» **Given records**:
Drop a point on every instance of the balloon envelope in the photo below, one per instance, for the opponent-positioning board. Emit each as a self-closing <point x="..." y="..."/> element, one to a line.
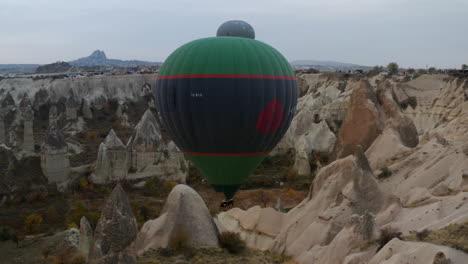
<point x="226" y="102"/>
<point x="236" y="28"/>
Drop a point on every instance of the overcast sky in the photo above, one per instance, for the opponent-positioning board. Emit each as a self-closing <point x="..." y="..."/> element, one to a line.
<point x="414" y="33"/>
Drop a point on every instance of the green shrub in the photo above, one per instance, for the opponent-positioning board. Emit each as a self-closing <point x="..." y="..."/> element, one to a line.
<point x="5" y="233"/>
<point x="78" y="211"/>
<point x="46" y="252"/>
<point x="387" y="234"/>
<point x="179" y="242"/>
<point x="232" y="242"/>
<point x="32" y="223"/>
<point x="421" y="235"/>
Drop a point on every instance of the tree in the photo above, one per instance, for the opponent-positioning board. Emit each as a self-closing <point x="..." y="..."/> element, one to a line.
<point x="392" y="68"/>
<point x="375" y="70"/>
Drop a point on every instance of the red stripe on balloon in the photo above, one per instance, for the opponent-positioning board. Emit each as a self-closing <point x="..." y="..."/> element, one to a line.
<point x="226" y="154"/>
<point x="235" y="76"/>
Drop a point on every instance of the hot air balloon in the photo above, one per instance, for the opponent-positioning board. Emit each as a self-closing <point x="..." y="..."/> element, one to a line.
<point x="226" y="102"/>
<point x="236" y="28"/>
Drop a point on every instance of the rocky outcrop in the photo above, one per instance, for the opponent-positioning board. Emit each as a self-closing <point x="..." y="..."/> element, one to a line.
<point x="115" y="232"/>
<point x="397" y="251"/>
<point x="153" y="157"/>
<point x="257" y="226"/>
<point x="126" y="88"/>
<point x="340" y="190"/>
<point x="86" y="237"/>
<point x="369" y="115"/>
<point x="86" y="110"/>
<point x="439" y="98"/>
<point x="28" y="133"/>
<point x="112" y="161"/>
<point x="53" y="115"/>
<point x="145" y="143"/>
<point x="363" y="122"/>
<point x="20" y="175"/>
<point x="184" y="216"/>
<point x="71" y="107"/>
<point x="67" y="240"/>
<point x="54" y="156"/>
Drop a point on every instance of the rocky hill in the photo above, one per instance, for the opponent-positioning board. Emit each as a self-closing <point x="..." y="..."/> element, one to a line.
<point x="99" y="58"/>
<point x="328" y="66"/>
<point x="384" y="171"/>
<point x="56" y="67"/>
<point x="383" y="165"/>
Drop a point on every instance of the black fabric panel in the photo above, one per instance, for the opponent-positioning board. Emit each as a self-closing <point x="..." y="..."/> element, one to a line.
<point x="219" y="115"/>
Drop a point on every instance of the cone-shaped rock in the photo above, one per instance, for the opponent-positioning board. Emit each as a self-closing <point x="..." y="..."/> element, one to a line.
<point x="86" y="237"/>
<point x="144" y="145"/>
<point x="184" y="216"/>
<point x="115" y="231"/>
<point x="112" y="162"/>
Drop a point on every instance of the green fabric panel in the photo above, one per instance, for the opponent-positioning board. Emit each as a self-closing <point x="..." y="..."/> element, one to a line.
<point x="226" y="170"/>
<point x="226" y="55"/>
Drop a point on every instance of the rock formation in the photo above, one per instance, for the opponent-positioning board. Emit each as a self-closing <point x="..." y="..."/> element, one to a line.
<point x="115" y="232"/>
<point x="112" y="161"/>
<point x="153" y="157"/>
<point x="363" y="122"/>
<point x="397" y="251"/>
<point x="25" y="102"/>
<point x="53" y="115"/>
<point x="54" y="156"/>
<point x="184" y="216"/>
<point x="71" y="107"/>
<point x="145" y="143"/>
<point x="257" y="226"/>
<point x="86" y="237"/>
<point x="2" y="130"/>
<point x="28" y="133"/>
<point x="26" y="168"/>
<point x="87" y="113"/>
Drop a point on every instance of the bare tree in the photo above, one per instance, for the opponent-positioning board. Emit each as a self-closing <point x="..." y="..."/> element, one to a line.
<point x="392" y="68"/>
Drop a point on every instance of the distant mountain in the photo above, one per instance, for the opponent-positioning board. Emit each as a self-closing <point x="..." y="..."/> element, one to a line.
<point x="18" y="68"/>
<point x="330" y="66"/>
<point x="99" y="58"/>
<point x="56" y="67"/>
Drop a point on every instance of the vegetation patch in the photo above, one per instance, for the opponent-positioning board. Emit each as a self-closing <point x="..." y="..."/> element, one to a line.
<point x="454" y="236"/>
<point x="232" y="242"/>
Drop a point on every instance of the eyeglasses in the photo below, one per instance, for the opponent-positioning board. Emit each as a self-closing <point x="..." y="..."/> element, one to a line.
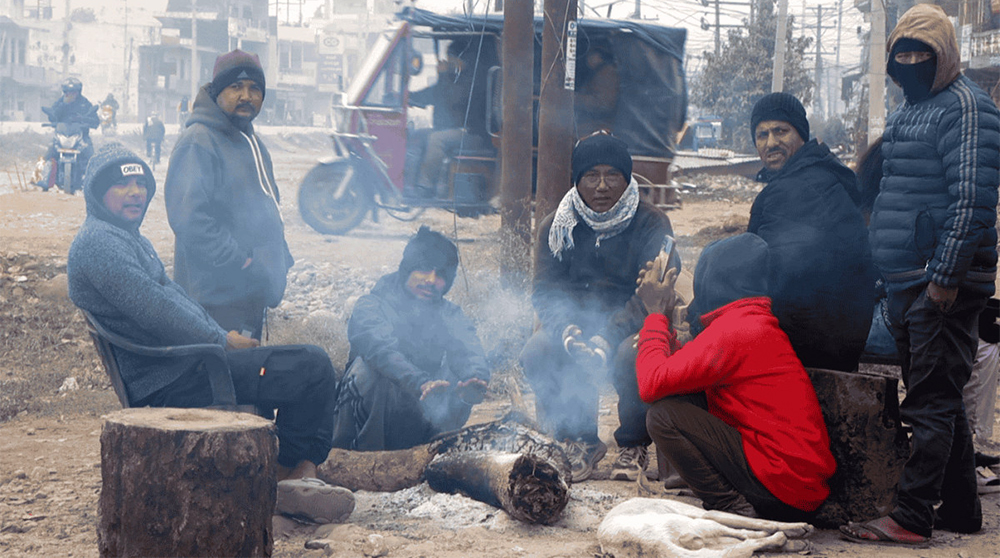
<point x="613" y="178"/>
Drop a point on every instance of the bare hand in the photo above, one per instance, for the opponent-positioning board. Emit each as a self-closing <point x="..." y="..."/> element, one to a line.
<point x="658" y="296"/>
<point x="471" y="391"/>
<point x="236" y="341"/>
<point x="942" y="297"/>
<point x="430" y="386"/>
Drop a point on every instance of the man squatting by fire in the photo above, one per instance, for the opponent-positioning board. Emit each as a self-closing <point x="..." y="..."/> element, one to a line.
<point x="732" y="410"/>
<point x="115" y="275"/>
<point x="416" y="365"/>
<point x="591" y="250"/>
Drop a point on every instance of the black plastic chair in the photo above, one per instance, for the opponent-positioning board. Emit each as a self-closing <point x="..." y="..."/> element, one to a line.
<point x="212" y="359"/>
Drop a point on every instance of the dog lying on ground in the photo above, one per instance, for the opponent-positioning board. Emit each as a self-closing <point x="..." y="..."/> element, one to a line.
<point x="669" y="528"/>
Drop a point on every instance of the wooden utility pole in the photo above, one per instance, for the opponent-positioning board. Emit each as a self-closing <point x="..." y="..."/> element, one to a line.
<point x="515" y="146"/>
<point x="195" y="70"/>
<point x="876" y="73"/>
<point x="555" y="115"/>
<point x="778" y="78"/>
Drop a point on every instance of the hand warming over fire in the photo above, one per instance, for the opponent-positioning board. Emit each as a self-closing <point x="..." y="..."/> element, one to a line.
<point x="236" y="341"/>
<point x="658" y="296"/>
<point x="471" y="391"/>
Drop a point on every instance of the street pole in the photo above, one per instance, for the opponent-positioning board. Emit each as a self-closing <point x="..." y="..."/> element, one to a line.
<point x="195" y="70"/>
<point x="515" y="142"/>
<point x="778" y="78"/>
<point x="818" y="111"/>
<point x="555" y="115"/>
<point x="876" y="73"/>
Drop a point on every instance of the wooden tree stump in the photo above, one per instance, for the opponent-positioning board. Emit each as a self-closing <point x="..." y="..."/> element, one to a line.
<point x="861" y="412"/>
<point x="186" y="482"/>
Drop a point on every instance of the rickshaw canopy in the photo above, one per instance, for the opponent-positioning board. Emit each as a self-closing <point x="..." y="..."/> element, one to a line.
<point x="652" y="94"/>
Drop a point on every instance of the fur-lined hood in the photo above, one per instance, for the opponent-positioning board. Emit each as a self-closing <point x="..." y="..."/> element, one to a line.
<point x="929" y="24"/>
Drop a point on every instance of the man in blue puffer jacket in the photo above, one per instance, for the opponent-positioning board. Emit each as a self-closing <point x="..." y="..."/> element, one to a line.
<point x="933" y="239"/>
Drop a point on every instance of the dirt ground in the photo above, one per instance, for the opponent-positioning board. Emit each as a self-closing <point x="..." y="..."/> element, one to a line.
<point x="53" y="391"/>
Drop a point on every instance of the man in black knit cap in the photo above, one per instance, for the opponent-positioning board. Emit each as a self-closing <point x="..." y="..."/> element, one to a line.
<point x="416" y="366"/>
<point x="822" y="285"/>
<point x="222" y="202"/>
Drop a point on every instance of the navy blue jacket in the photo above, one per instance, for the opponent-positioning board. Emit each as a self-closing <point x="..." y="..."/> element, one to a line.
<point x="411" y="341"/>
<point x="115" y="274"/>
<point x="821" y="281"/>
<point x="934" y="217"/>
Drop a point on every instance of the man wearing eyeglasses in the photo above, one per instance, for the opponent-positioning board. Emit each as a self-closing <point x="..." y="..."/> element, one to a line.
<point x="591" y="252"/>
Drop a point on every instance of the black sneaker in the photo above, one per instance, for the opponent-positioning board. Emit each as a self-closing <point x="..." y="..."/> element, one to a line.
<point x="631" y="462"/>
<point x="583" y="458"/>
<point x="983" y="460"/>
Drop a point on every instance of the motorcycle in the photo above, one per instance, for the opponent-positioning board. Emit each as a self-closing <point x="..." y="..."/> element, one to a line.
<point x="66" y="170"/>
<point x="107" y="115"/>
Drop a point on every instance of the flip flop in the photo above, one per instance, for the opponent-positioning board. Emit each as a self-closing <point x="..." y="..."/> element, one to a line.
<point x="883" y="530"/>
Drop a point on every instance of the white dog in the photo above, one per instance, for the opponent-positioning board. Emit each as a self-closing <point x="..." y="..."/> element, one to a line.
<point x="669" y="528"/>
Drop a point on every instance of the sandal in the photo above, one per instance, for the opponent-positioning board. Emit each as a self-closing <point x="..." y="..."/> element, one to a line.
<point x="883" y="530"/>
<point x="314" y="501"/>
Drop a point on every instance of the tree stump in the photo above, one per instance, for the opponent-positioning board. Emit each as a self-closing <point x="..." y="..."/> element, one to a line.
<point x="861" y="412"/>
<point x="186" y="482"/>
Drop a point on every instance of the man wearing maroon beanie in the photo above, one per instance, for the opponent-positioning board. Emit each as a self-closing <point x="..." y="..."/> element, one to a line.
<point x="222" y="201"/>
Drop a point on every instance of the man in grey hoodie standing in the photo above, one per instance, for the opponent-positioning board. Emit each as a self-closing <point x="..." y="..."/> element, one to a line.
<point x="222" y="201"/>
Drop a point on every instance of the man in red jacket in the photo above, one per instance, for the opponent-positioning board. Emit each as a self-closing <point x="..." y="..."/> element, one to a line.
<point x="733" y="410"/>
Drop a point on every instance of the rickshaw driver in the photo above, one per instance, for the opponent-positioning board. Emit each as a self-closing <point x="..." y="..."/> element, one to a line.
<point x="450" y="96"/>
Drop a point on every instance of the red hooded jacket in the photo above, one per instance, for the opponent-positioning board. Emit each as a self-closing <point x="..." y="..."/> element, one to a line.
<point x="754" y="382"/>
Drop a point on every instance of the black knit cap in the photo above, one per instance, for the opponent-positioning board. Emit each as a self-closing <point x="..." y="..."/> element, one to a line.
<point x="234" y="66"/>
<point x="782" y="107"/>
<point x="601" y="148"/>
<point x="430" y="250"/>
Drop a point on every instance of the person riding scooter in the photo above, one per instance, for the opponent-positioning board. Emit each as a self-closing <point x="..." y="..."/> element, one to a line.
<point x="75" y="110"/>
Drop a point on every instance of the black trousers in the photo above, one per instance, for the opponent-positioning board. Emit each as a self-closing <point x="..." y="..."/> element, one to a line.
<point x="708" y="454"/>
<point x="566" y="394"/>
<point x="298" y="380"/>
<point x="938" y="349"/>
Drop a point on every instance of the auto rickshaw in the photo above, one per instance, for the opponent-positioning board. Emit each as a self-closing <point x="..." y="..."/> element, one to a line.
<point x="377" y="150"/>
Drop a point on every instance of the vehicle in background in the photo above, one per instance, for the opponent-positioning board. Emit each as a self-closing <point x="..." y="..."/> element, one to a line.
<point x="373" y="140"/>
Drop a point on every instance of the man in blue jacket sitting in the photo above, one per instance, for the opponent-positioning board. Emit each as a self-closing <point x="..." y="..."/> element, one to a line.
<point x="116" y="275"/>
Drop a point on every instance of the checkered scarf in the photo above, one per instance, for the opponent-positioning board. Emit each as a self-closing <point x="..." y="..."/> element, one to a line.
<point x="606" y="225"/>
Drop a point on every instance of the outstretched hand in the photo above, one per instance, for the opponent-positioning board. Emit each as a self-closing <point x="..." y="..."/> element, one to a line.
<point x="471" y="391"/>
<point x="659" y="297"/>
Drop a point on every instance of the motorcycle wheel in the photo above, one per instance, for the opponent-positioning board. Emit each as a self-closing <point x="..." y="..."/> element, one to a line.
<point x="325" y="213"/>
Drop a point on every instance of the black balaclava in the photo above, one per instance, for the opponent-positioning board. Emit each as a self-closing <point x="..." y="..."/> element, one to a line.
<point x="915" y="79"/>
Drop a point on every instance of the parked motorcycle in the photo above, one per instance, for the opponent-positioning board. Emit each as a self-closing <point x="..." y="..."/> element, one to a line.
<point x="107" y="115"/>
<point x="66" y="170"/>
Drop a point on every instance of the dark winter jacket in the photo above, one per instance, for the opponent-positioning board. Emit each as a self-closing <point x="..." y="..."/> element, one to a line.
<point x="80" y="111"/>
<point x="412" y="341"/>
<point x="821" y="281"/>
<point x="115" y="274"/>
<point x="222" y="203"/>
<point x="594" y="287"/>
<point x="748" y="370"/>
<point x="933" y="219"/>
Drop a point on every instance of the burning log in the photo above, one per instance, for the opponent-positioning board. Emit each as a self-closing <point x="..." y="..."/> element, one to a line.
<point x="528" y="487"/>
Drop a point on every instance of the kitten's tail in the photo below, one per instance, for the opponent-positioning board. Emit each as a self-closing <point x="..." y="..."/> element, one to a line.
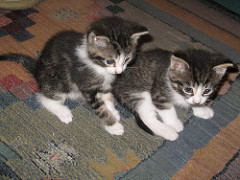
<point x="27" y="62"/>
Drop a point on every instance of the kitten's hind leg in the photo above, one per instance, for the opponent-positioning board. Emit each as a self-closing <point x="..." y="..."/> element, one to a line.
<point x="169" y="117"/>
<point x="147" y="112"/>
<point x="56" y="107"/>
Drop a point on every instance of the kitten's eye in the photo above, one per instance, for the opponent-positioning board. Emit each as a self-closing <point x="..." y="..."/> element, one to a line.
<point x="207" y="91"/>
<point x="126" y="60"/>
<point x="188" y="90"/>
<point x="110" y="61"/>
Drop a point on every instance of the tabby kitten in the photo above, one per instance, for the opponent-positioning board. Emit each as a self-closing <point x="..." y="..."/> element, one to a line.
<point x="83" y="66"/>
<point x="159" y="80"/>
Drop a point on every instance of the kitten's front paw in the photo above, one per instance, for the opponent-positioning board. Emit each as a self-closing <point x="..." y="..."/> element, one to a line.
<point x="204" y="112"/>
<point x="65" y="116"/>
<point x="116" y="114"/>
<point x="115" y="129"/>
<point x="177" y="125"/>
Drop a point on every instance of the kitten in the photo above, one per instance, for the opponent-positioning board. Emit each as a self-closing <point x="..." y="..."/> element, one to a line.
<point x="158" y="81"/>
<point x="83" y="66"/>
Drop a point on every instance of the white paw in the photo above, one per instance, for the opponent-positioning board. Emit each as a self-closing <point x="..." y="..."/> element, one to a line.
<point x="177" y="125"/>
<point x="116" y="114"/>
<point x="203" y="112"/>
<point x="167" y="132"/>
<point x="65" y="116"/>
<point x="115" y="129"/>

» **Problem details**: Starting at the line that contains "Drop a point on every instance of the kitten in", copy each line exactly through the end of the listing above. Include that first line and the last one, and add nothing.

» **Response to this task**:
Drop a point on every instance of the kitten in the photo above, one per instance, for the opponent-positioning board. Emit each as a self-closing <point x="..." y="..."/> element, one to a line.
<point x="158" y="81"/>
<point x="83" y="66"/>
Drop a point on every instance of the white paw in the photo above, one per instance, for the opponent-positioning board. Emit each as a self-closing <point x="..." y="..."/> element, one to a line.
<point x="177" y="125"/>
<point x="116" y="114"/>
<point x="203" y="112"/>
<point x="167" y="132"/>
<point x="65" y="116"/>
<point x="115" y="129"/>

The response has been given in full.